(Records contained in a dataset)
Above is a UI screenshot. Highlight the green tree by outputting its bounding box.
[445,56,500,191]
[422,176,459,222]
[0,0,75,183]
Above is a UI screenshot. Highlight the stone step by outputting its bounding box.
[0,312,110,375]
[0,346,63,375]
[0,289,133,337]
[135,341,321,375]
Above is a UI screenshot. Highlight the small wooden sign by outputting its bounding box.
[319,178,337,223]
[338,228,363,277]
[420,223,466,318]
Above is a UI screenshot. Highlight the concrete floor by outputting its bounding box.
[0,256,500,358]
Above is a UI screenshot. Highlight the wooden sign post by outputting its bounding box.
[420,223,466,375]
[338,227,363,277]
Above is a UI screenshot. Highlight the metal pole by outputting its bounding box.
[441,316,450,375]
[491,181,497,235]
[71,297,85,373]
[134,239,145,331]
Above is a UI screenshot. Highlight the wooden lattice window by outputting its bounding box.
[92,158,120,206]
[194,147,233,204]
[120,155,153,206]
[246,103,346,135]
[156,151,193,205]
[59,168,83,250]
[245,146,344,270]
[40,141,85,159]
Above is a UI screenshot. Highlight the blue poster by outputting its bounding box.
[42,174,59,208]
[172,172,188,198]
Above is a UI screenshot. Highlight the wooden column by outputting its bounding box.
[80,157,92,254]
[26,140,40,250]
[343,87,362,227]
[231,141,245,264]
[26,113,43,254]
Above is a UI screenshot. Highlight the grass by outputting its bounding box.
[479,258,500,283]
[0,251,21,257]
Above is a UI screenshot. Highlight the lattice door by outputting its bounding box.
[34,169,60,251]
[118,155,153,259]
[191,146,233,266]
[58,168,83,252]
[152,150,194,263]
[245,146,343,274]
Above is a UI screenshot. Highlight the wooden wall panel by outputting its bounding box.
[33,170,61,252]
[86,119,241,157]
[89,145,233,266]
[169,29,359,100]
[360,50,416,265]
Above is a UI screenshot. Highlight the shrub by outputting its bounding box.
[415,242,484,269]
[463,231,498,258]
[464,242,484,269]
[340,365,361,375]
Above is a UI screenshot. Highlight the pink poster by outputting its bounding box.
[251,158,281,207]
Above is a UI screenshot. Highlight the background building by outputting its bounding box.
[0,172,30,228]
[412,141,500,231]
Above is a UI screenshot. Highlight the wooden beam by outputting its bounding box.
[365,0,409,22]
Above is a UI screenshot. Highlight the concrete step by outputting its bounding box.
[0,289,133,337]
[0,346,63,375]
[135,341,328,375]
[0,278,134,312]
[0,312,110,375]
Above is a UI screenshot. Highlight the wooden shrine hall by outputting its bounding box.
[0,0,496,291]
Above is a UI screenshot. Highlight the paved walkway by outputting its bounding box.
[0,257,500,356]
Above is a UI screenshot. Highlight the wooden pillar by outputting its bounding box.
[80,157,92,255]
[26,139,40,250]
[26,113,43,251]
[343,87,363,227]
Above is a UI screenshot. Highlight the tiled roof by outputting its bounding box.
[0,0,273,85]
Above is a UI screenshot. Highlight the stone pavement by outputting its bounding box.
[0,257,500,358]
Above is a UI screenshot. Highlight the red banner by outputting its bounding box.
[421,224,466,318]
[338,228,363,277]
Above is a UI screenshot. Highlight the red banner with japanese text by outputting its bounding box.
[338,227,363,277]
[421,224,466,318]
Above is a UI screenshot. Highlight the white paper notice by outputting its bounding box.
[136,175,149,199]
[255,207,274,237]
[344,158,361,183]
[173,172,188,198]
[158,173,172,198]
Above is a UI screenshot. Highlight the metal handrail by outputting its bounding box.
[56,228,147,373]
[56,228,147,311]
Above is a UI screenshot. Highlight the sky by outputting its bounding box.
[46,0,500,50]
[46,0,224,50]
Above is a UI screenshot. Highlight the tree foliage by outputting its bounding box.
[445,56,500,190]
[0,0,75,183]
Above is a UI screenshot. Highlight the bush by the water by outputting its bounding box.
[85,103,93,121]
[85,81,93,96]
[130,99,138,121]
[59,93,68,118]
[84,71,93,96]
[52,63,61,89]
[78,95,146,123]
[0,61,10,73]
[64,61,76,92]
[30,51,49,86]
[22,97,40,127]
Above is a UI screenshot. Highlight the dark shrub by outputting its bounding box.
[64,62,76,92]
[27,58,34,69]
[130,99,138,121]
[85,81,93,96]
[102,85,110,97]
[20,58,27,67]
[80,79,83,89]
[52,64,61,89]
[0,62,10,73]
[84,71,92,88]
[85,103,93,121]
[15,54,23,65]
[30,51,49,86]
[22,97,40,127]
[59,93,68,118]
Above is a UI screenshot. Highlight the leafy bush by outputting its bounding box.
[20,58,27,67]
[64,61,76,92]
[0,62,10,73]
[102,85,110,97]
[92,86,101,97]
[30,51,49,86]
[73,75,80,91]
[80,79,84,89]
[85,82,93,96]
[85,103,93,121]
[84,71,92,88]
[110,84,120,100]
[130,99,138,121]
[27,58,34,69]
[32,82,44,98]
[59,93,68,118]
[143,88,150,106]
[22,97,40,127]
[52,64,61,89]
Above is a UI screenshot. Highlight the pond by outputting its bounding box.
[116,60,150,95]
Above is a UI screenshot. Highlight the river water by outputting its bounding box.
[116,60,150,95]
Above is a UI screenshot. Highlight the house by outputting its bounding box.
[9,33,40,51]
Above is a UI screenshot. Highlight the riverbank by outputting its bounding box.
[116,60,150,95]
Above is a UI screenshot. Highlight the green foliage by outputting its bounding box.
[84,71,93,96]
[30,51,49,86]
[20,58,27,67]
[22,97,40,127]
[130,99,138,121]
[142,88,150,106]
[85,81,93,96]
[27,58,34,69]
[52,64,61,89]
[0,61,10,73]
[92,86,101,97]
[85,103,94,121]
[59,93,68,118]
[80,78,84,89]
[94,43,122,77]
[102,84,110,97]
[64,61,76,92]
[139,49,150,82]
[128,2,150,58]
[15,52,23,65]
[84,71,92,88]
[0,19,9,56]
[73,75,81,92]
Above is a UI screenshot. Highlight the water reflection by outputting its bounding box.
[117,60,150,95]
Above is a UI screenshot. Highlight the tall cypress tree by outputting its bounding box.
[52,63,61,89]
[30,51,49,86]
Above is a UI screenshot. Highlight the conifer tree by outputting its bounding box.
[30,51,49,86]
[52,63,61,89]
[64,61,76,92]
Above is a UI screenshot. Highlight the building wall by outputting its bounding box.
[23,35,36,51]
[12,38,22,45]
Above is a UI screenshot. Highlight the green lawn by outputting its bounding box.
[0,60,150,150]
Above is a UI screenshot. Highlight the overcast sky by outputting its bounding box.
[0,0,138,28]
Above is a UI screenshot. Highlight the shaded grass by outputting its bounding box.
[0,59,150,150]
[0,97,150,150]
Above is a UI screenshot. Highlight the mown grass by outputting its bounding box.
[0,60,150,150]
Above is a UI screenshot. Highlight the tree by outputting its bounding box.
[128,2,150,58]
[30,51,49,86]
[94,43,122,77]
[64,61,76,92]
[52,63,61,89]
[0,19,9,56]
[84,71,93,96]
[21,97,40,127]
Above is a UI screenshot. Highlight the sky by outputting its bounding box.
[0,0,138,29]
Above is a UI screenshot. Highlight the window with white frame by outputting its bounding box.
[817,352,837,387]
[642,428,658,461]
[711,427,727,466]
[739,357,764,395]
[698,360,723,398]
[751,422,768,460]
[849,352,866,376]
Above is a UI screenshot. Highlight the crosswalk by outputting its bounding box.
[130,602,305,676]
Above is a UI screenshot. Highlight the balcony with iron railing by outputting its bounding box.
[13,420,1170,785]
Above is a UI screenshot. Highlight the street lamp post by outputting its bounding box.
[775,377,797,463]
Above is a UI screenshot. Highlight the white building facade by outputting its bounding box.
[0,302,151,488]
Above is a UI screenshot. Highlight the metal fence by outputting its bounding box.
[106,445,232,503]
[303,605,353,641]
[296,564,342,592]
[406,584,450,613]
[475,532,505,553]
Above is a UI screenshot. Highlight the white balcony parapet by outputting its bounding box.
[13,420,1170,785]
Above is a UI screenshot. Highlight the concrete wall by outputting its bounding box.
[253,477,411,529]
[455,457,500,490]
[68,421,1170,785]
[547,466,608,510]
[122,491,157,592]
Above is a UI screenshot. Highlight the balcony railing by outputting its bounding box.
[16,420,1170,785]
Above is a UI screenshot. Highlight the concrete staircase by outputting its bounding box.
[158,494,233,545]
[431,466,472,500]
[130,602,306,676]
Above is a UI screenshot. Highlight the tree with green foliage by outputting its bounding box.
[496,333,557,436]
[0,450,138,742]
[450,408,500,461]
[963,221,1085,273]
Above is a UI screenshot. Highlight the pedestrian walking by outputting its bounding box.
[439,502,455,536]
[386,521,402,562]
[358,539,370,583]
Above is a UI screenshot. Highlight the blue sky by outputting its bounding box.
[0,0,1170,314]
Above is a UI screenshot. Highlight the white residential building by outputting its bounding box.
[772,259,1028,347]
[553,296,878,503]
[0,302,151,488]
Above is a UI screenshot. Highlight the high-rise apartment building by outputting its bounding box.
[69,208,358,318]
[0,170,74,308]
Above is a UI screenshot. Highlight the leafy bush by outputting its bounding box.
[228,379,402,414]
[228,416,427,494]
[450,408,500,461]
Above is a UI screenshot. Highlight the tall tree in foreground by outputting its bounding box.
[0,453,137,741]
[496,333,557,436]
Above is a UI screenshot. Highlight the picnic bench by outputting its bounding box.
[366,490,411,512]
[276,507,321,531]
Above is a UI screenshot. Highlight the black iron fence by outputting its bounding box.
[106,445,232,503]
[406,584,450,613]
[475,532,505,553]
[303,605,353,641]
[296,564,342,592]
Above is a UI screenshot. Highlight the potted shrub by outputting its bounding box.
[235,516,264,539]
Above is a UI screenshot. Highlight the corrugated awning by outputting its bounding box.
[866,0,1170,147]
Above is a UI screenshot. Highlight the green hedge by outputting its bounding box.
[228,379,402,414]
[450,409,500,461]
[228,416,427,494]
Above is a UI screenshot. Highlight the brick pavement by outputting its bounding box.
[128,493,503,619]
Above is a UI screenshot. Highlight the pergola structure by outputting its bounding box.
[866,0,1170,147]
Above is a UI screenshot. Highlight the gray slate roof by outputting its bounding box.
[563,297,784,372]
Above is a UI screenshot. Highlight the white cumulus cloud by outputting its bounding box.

◆ EXERCISE TASK ◆
Give the records as a Markdown table with the columns Row and Line, starting at the first line of the records and ending at the line that contains "[135,341,321,375]". Leave out blank lines.

◆ REPLY TO THE TASK ◆
| Row | Line |
|---|---|
| 1 | Above is a UI screenshot. Highlight the green tree by outputting its bounding box. |
| 2 | [445,56,500,191] |
| 3 | [422,176,459,222] |
| 4 | [0,0,75,183] |
| 5 | Above is a UI screenshot. Highlight the stone step by outputting its bounding box. |
| 6 | [0,312,110,375] |
| 7 | [0,346,63,375] |
| 8 | [0,289,133,337] |
| 9 | [135,341,321,375] |